*Document passage*.
START
Crucial Texas Evolution/Creation Debate Impacted by 'Sowing Atheism' Book


ANNAPOLIS, Md., March 16 /PRNewswire/ -- Solving Light Books announced today that Don McLeroy, controversial Chair of the Texas State Board of Education, has recommended "Sowing Atheism" (ISBN: 978-0-9705438-5-1) by Robert Bowie Johnson, Jr., to other board members and to the general public. McLeroy's timely recommendation could influence the board's final decision on the science curriculum scheduled for March 27. The Texas decision will determine what is printed in science textbooks nationwide.

McLeroy extols Johnson's succinct demonstration that natural selection, the vaunted lynchpin of evolutionist reasoning, is not a scientific principle at all, but rather a mere figure of speech that adds nothing to our understanding of nature. McLeroy has said he plans to raise this issue in the March 26-27 meetings.

Johnson, who holds a general science degree from West Point, wrote "Sowing Atheism" in response to the propagandistic book, "Science, Evolution, and Creationism" published by the National Academy of Sciences (NAS) in 2008. According to Johnson, McLeroy expects that "Sowing Atheism" will focus the Texas board's attention on the "theft of true science" by the atheist-dominated NAS hierarchy.

"I'm delighted with Mr. McLeroy's endorsement of 'Sowing Atheism,' and hope all the board members read it thoughtfully before they vote. Our nation cannot progress morally, spiritually, or politically so long as we permit the NAS to teach our children that they are descended by chance from worms," Mr. Johnson said.

In his book, Johnson shows that the NAS cannot pick any one of the two million or so living species and identify the species from which it allegedly evolved, nor can the NAS produce any evidence for the alleged evolution of the sexes. Further, Johnson points out, the NAS admits it lacks a "plausible hypothesis" for the origin of life.

How, then, does the NAS sustain its "evolution is a fact" charade? Johnson answers: "The NAS resorts to intimidation and outright seductions which include repetitive false affirmations, disguised tautologies, authoritative obfuscations, and slapping 'sciency' lipstick on their no-evidence pig."

"Sowing Atheism" is available on Amazon and at www.solvinglight.com where it is also available as a free pdf download.
cicerone imposter
 
  1  
Reply Tue 17 Mar, 2009 10:10 am
@wandeljw,
That should be an interesting book, because atheism doesn't teach anything close to beliefs in gods based on myths, and morals is not based on religion. If that were so, history shows us how religious conflicts were responsible for most of human turmoil.
END
*Tasks for this exercise*.
A. Rewrite the text on the Texas evolution and creation debate starting with "ANNAPOLIS, Md., March" and going on through "March 26-27 meetings.", with "figure of speech" swapped for "turn of phrase".
B. Write the next part of the text on the Texas evolution and creation debate, picking up after its final sentence.

*Supplied information*.
START
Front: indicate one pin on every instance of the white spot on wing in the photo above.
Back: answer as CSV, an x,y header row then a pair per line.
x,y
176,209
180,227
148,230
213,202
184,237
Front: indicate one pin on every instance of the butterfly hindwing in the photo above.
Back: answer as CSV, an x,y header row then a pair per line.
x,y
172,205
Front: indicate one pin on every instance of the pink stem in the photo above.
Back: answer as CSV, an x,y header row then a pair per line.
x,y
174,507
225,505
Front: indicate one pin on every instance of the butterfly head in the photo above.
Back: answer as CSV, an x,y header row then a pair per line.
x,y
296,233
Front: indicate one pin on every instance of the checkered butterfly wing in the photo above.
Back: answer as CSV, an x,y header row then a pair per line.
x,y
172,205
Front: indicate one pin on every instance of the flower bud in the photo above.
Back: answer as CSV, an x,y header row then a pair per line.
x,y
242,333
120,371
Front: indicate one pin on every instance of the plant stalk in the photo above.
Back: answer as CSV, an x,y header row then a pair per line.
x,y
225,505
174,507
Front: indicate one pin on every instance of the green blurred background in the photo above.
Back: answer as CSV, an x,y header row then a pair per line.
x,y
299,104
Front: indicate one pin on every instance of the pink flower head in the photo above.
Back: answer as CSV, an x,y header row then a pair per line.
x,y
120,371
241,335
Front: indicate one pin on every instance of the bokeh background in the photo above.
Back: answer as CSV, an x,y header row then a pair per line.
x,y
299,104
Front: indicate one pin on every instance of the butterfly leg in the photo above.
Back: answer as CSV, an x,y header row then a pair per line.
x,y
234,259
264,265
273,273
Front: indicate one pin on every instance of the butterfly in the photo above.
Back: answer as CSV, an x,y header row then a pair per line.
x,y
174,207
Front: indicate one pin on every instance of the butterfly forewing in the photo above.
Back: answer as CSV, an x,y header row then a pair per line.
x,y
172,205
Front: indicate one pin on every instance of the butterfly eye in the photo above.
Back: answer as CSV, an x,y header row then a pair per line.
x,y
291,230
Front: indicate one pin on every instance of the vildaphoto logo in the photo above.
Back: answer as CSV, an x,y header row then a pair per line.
END
*Solved problems*.
A.
ANNAPOLIS, Md., March 16 /PRNewswire/ -- Solving Light Books announced today that Don McLeroy, controversial Chair of the Texas State Board of Education, has recommended "Sowing Atheism" (ISBN: 978-0-9705438-5-1) by Robert Bowie Johnson, Jr., to other board members and to the general public. McLeroy's timely recommendation could influence the board's final decision on the science curriculum scheduled for March 27. The Texas decision will determine what is printed in science textbooks nationwide.

McLeroy extols Johnson's succinct demonstration that natural selection, the vaunted lynchpin of evolutionist reasoning, is not a scientific principle at all, but rather a mere turn of phrase that adds nothing to our understanding of nature. McLeroy has said he plans to raise this issue in the March 26-27 meetings.

B.
That's the worst avenue for the religious to pursue in attacking atheism. They're going to have to create all kinds of imagined threats from atheism that doesn't exist.
cicerone imposter
 
  1  
Reply Tue 17 Mar, 2009 10:15 am
@spendius,
spendi, That's not true to the extent we all follow some rules of "niceness" in all social intercourse whether with family or close friends.

As for georgeob's remarks to me, I accept it as any friend would. I have been reprimanded by many on a2k about my aggressive behavior, but there are some things we older guys will not tolerate; bullshit is still BS no matter who expresses them, and I will challenge all of them. When I make a mistake, I apologize. I think that's fair and open as a matter of discourse on a2k.
spendius
 
  1  
Reply Tue 17 Mar, 2009 10:51 am
@cicerone imposter,
Well-why don't you cut out the bullshit yourself?

Quote:
... history shows us how religious conflicts were responsible for most of human turmoil.


Is bullshit. And I have explained why. You don't accept the explanation because you don't want to. What you want is to go on trotting out bullshit like that and explanations are irrelevant to you. And that's bullshit too.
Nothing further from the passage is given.